**Directions:** Reproduce, unchanged, the stretch of the entries below that runs from the line containing "target: green vegetation" through the line containing "297 L 0 400", including both of those lines.

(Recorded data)

========================

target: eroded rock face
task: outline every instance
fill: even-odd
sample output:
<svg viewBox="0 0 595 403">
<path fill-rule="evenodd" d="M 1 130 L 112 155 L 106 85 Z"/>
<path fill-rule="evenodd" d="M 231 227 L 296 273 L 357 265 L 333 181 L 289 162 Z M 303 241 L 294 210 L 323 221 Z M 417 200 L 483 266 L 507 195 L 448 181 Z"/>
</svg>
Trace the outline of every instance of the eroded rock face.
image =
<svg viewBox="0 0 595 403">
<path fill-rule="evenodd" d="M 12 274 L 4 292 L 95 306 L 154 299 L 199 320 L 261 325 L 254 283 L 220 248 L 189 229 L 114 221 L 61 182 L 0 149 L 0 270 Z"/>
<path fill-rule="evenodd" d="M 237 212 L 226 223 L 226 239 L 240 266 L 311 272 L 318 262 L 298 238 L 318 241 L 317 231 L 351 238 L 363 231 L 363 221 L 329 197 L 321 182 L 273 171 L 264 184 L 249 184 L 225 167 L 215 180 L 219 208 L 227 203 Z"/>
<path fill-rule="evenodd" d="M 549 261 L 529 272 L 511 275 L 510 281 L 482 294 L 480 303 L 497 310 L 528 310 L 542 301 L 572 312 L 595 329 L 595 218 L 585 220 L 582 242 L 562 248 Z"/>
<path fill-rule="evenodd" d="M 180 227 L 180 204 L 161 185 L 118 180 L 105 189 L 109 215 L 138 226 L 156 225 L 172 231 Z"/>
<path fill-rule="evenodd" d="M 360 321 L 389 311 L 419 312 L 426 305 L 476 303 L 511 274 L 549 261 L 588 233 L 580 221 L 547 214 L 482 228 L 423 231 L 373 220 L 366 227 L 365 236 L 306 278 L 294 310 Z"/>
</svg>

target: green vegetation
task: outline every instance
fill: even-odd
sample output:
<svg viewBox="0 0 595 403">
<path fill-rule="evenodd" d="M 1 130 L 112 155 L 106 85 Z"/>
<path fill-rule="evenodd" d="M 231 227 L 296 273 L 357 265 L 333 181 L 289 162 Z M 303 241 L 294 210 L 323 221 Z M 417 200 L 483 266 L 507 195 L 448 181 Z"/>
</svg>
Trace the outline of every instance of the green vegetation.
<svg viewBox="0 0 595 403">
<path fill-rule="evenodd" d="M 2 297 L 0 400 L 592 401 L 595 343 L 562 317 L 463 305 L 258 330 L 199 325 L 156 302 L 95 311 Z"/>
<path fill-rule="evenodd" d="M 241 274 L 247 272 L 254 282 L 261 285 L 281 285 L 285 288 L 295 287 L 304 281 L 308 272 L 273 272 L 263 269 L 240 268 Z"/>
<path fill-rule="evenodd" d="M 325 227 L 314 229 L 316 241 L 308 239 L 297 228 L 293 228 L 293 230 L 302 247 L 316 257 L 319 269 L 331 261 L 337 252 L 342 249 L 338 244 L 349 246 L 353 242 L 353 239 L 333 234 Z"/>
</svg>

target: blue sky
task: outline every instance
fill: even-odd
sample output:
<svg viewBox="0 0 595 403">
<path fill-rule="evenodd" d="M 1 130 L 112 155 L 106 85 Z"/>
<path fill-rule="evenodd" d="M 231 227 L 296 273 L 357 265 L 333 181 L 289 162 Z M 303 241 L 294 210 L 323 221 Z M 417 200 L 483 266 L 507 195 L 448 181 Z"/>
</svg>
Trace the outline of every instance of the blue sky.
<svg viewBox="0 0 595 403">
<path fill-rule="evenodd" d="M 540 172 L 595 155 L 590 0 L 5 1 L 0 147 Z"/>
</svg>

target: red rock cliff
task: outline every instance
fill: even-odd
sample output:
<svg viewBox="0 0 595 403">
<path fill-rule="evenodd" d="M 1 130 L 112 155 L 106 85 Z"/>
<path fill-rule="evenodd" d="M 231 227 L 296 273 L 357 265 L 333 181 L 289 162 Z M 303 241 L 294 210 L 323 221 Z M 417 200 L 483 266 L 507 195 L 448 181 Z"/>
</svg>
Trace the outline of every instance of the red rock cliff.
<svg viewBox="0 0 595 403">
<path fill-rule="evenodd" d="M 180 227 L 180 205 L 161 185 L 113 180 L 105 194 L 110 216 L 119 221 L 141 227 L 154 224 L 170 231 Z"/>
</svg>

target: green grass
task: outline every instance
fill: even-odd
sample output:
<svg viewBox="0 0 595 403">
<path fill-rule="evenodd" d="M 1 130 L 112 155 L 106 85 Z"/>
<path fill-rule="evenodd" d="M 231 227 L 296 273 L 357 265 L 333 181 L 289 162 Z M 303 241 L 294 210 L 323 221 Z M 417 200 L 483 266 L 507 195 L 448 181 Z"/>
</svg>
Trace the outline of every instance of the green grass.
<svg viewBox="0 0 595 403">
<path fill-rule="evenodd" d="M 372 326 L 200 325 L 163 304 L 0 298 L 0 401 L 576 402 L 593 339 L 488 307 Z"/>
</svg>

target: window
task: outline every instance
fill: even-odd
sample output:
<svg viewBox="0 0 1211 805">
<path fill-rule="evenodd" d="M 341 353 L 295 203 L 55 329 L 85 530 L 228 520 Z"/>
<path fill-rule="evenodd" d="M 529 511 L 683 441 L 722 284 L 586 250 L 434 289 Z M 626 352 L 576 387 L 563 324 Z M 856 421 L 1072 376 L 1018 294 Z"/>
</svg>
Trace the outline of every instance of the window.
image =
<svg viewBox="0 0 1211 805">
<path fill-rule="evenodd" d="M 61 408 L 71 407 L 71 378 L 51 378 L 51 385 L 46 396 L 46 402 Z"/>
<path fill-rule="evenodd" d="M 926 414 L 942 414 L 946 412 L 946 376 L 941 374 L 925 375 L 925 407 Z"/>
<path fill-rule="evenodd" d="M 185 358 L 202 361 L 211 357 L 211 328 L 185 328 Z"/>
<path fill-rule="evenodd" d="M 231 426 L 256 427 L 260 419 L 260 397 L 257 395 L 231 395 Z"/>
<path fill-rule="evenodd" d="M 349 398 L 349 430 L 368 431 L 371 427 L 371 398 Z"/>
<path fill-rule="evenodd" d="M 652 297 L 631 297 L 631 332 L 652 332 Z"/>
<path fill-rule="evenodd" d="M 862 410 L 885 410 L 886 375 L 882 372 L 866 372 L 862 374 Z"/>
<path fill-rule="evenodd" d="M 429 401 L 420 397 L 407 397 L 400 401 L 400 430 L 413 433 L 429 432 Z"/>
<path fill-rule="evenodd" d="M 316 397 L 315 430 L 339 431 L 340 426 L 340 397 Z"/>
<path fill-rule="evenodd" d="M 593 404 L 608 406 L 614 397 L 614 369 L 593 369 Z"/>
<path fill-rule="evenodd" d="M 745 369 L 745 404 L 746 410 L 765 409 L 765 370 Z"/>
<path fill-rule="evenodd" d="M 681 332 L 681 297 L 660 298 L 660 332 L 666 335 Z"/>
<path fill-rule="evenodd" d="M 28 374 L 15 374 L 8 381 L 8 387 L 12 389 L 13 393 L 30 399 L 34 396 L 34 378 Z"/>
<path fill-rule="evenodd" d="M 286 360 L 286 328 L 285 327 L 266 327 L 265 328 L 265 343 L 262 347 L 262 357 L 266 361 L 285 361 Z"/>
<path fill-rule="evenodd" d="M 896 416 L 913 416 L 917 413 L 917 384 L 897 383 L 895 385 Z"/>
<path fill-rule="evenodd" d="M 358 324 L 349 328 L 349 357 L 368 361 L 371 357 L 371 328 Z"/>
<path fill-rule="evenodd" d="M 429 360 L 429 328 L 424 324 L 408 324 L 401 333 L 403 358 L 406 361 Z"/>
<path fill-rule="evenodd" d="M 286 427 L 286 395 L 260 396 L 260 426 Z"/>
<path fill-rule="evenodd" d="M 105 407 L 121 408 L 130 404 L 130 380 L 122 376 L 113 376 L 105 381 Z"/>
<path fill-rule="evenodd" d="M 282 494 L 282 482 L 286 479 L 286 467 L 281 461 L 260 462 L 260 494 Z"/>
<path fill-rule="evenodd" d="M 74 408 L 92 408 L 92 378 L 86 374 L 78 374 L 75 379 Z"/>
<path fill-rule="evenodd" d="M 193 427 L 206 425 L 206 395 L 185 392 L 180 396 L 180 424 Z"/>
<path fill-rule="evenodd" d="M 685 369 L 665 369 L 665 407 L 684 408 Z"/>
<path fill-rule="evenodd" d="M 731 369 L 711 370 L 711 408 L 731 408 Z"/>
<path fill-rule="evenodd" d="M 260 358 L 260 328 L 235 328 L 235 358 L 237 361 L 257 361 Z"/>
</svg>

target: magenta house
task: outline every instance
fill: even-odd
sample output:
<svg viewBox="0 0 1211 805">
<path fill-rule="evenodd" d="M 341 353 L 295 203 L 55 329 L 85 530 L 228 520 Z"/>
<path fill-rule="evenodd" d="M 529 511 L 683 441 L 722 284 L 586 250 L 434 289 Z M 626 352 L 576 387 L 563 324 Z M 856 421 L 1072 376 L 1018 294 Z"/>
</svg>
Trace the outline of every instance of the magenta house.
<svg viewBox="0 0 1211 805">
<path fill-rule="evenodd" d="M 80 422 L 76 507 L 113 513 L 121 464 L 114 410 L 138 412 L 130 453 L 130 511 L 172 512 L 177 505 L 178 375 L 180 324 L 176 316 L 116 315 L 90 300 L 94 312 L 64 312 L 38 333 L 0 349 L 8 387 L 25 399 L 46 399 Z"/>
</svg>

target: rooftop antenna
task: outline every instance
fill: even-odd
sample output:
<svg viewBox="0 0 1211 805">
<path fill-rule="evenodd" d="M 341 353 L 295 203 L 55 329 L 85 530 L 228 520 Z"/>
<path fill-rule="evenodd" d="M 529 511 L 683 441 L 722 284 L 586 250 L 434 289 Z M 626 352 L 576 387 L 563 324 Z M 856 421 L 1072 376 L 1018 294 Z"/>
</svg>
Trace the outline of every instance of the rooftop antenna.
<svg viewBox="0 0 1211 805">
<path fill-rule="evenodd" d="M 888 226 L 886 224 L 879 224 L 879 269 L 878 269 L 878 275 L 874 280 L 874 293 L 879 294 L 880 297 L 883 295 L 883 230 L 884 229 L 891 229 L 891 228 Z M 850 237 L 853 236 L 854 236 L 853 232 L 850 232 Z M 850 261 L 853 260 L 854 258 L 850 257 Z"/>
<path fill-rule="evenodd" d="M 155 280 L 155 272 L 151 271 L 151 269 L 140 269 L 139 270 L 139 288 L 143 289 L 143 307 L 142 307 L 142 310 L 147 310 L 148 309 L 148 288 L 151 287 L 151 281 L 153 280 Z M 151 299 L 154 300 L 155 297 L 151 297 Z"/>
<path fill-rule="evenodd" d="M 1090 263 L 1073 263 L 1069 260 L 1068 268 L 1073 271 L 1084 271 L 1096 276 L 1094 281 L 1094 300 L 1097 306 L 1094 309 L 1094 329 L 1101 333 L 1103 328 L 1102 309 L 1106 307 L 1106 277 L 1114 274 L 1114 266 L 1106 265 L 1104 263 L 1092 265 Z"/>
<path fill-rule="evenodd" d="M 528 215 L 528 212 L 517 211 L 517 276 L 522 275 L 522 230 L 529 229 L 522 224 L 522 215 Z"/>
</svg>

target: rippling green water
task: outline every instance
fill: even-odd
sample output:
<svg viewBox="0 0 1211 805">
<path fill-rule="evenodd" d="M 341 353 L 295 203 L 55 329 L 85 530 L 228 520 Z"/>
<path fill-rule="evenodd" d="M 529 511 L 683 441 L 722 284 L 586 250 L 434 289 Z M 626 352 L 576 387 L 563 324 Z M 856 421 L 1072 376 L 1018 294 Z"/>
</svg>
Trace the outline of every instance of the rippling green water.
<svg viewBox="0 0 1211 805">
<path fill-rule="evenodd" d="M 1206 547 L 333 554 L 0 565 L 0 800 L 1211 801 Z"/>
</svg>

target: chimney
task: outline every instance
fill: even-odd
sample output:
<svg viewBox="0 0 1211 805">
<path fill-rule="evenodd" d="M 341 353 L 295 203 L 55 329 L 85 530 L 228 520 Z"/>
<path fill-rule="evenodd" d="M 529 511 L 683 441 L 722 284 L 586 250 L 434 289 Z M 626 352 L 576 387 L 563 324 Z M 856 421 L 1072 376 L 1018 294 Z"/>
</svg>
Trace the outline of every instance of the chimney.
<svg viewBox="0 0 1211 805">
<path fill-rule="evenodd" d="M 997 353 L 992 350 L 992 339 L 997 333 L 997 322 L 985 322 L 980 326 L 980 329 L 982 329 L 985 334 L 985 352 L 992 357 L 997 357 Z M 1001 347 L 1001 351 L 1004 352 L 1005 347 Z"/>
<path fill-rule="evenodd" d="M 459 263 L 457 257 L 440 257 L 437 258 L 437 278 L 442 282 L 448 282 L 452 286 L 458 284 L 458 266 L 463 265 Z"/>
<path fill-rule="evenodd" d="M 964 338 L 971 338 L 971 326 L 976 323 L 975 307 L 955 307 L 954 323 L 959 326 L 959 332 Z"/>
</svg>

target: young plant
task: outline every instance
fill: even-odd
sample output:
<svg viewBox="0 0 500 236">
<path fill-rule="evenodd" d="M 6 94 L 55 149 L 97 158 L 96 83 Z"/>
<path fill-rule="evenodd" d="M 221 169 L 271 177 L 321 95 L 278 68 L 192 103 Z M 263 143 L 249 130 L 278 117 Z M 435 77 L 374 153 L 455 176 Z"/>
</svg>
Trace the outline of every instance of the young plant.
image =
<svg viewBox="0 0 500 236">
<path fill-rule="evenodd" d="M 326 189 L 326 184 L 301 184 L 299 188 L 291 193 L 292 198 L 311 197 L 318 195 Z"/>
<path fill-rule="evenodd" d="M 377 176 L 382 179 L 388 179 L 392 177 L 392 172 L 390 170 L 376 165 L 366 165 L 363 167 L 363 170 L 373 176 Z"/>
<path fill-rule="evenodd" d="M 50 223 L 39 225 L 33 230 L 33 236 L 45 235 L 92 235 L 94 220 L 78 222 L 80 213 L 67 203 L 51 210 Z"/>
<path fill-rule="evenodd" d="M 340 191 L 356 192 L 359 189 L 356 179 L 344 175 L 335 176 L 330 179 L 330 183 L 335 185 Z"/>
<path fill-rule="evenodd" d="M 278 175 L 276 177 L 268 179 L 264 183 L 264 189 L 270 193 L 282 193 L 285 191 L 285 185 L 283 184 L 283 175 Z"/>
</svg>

========================

**Answer below:**
target: green vegetation
task: outline every instance
fill: even-odd
sample output:
<svg viewBox="0 0 595 403">
<path fill-rule="evenodd" d="M 1 130 L 112 155 L 106 85 Z"/>
<path fill-rule="evenodd" d="M 231 227 L 296 273 L 357 265 L 333 181 L 289 162 Z M 303 241 L 294 210 L 323 221 Z M 417 200 L 483 266 L 507 195 L 448 181 Z"/>
</svg>
Trace the outline of every instance of the green vegetation.
<svg viewBox="0 0 595 403">
<path fill-rule="evenodd" d="M 2 297 L 0 400 L 592 401 L 595 343 L 562 317 L 463 305 L 258 330 L 199 325 L 156 302 L 95 311 Z"/>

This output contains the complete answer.